● EXERCISE PASSAGE:
= Women's Community Cancer Project Mural =

Outdoor mural in Cambridge, Massachusetts

The Women's Community Cancer Project Mural is an outdoor mural located in Harvard Square in Cambridge, Massachusetts, USA. It was created by Somerville, Massachusetts artist and activist Beatrice "Be" Sargent in 1998 and dedicated in 1999. The mural is a memorial to twelve women activists who died of cancer. It pays tribute to their contributions and those of people currently fighting the environmental causes of cancer. The mural can be viewed on the artist's website.

==History==
The Women's Community Cancer Project Mural was co-created by the Women's Community Cancer Project (WCCP) and Be Sargent. The WCCP was a grassroots volunteer organization that came together after Susan Shapiro of Lexington, Massachusetts published the article "Cancer as a Feminist Issue" in the newspaper Sojourner: The Women's Forum. WCCP's members included women with cancer or histories of cancer as well as friends, family, and care-givers of those with cancer. It advocated for new medical, social, and political approaches to cancer—particularly cancers that affect women. WCCP was a founding organization of the National Breast Cancer Coalition. In 2003, it announced that it would continue its work in coalition with other activist organizations.

● GIVEN RECORDS:
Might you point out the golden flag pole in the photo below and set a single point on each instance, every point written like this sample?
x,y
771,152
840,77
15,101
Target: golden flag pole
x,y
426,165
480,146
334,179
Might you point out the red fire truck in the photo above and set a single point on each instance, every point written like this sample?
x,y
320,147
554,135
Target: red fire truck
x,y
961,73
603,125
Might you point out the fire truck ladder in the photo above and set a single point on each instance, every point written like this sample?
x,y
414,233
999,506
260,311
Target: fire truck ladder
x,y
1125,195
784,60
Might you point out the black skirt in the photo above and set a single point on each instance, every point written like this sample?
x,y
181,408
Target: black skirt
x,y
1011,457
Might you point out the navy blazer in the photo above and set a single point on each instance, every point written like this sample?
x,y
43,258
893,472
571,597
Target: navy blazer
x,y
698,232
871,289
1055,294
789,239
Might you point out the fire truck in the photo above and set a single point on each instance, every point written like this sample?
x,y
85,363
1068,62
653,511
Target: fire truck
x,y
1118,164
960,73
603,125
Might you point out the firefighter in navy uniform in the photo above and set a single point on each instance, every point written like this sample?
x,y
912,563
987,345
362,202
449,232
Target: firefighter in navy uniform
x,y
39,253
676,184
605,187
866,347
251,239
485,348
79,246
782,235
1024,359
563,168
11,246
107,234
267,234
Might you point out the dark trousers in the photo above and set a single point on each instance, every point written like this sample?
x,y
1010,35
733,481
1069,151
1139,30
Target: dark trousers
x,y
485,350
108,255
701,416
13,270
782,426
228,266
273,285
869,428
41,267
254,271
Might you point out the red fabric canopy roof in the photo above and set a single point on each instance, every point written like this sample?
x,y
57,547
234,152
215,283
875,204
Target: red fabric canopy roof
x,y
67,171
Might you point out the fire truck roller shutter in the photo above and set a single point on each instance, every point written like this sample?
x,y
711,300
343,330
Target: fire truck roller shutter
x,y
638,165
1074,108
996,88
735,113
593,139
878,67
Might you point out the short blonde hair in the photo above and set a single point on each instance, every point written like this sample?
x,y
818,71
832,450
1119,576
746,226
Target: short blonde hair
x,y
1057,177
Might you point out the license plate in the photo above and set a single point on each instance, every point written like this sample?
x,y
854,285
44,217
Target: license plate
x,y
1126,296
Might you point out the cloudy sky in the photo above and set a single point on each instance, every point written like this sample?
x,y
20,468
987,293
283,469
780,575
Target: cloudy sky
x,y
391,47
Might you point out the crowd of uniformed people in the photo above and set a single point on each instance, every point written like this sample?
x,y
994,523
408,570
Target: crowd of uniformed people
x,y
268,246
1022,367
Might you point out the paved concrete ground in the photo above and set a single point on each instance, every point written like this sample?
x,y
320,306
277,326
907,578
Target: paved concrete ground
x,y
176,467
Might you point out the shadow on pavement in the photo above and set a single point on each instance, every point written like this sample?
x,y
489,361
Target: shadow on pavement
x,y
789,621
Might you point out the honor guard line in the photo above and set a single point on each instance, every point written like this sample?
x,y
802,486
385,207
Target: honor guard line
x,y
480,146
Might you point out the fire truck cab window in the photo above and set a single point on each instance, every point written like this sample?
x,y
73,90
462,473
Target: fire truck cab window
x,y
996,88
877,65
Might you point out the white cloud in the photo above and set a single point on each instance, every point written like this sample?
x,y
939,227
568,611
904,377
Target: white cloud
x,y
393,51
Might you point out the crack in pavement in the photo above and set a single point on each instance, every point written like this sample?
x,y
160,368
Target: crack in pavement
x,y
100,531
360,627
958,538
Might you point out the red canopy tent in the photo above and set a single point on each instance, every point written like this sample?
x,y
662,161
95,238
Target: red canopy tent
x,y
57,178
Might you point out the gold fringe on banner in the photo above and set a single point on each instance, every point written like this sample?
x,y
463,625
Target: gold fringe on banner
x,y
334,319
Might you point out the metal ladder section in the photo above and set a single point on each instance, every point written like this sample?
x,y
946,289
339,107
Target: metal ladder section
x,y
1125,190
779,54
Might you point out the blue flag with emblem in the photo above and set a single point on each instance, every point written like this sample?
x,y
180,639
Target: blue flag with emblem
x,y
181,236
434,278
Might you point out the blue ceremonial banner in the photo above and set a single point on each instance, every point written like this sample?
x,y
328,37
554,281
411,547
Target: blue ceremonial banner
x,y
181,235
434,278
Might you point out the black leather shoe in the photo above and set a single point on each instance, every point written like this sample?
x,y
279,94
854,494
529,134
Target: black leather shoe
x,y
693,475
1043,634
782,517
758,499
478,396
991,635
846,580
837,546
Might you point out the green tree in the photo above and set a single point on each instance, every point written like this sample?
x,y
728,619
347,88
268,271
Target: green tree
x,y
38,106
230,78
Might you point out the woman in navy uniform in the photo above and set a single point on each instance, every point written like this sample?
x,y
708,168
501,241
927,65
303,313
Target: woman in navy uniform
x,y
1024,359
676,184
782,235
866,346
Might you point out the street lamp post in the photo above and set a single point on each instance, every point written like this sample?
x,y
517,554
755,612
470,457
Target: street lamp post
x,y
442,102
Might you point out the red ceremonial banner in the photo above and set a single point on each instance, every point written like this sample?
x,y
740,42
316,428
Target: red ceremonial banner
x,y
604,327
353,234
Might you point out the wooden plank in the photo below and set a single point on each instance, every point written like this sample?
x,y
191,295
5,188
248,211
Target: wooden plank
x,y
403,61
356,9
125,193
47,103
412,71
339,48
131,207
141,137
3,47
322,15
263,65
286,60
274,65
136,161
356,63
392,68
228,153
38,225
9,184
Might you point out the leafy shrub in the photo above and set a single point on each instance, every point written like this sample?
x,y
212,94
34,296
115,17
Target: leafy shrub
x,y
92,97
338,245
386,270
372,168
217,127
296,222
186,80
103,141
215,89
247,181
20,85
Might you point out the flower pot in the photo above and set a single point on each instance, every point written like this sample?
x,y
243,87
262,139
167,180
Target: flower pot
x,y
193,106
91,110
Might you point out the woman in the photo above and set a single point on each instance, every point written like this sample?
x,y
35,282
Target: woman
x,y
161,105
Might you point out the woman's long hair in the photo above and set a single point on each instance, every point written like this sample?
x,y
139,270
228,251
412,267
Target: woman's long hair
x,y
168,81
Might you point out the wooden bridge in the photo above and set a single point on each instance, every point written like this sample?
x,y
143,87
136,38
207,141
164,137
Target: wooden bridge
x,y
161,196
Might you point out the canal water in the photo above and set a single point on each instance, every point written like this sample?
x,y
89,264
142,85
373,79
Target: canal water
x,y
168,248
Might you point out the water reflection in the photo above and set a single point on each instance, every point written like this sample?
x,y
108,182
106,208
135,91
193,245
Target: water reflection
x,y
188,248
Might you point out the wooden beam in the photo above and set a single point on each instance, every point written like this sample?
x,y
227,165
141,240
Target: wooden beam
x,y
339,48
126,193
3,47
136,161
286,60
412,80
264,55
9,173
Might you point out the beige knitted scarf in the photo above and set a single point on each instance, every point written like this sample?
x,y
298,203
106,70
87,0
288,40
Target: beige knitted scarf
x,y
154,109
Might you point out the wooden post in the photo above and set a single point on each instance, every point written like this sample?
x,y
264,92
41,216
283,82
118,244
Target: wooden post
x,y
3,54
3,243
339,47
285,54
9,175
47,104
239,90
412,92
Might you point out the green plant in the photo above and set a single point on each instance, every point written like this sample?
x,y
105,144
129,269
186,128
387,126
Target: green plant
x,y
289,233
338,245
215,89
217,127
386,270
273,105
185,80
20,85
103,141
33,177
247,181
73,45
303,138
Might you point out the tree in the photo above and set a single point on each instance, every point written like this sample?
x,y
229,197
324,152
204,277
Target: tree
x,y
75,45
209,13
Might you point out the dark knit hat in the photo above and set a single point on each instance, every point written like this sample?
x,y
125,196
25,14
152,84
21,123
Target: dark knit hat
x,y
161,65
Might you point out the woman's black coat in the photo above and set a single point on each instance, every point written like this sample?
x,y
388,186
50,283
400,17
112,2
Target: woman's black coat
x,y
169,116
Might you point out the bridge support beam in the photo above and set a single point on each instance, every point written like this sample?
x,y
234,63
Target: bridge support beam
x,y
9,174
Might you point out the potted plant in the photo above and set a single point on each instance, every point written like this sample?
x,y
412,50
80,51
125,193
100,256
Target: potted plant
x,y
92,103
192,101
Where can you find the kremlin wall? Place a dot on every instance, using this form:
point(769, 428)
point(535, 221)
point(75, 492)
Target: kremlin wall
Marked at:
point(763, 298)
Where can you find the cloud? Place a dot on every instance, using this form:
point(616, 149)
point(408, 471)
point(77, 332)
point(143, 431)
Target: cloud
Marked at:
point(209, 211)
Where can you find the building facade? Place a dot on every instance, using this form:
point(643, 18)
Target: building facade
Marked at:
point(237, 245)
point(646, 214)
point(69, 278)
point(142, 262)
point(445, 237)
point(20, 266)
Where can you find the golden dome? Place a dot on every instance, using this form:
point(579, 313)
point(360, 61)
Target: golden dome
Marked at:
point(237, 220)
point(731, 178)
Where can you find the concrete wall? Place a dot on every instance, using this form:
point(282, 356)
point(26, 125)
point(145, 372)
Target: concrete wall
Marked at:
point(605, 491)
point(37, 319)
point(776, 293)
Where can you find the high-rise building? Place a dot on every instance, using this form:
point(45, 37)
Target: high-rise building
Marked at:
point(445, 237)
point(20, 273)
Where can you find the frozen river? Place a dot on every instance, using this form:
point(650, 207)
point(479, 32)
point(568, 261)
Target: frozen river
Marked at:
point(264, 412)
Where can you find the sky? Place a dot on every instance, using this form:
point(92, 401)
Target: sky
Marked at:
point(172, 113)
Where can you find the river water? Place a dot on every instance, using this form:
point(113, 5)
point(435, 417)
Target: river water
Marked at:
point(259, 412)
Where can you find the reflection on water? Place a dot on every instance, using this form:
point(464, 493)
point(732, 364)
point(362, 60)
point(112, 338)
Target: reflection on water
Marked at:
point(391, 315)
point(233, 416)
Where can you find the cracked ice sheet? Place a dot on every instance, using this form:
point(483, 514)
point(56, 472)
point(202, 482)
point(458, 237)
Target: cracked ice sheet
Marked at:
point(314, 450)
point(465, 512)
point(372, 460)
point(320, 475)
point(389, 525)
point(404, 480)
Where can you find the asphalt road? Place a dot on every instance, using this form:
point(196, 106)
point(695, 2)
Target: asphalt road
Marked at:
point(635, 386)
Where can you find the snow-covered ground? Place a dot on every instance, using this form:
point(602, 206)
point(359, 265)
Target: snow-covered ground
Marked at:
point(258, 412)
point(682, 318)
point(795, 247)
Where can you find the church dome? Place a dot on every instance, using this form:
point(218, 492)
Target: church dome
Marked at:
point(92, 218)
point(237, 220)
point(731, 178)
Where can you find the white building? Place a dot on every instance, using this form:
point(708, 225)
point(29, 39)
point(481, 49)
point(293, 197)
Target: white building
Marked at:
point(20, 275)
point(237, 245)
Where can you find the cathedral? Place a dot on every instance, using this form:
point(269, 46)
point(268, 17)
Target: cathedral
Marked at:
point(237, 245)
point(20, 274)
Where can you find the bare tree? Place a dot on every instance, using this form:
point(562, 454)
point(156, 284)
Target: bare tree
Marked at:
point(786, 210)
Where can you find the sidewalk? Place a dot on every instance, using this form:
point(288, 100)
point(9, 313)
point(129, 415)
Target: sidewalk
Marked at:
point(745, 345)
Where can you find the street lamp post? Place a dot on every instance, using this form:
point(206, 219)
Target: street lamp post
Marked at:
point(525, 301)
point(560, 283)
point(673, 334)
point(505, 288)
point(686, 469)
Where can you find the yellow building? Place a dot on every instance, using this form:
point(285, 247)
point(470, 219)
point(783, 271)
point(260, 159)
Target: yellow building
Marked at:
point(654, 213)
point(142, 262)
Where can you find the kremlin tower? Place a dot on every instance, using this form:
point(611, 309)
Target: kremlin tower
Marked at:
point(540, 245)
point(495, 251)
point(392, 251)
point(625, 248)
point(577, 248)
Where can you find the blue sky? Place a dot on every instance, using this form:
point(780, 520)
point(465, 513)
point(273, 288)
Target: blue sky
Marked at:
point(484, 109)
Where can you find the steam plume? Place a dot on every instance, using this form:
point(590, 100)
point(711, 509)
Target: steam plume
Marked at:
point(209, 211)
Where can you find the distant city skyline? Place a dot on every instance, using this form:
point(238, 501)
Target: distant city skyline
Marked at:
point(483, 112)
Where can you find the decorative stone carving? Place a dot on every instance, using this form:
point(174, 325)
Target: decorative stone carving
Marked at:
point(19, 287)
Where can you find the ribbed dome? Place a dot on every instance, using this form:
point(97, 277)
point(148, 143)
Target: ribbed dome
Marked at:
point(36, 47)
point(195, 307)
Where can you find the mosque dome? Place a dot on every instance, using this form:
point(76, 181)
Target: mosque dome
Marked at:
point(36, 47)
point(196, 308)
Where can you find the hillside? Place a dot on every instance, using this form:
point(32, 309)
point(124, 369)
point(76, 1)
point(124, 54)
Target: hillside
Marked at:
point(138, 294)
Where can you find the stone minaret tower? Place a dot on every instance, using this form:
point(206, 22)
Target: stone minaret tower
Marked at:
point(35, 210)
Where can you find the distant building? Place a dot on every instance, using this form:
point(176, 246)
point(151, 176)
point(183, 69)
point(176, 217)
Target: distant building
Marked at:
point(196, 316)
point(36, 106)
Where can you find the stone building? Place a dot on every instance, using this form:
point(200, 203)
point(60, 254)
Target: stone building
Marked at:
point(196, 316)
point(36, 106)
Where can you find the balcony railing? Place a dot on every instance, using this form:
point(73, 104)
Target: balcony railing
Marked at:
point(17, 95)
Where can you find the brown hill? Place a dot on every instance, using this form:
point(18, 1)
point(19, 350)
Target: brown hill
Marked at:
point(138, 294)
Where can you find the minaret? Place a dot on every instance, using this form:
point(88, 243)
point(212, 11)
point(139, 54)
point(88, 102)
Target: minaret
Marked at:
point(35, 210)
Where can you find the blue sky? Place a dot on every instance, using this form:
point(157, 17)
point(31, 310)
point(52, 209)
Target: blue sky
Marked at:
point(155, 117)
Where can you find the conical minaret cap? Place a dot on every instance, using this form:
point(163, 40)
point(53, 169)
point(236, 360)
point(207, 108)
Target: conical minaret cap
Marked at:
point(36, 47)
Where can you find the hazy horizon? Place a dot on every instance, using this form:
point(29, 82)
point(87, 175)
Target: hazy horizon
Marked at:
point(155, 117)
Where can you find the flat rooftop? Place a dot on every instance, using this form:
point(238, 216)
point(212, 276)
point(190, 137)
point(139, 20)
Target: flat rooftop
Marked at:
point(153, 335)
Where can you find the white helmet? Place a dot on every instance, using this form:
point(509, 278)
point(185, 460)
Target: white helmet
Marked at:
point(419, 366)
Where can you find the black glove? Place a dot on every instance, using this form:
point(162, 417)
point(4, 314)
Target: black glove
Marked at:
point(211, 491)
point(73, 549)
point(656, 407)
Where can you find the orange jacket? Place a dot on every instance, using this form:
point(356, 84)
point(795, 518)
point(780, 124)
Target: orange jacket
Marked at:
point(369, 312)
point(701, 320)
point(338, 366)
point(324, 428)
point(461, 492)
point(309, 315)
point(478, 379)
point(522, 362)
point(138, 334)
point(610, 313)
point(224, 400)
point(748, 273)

● WHAT TO WORK ON: Continue the passage about the Women's Community Cancer Project Mural from its last sentence.

● EXPECTED OUTPUT:
==Description==
The Women's Community Cancer Project Mural is displayed at 20 Church Street in Cambridge, Massachusetts. These activists are pictured in the mural:
- Cindy Chin, a domestic violence activist
- Rachel Carson, a biologist and environmentalist
- Audre Lorde, a poet and cancer activist
- Esther Rome, a women's health activist
- Valerie Hinderlie, an anti-racist activist and day care advocate
- Myra Sadker, an activist for gender equality in education
- Jeanmarie (Jeannie) Marshall, a cancer activist and writer
- Agnes Barboza, an immigration services activist to the Cape Verdean community
- Susan Shapiro, founder of the Women's Community Cancer Project, cancer activist, and writer
- Thelma Vanderhoop Weissberg, a Native American rights activist and member of the Wampanoag tribe
- Maria Luisa Alvarez, a day care advocate and teacher trainer
- Jaqueline (Jackie) Shearer, an independent filmmaker and media activist
Alongside the activists' portraits, the mural depicts examples of environmental carcinogens. Referring to those images in her mural, Be Sargent said, "The powers that be are not going to quake in fear at seeing the carcinogens represented. But passersby may start to avoid and protest these carcinogens—and that might make the powers that be quake in fear."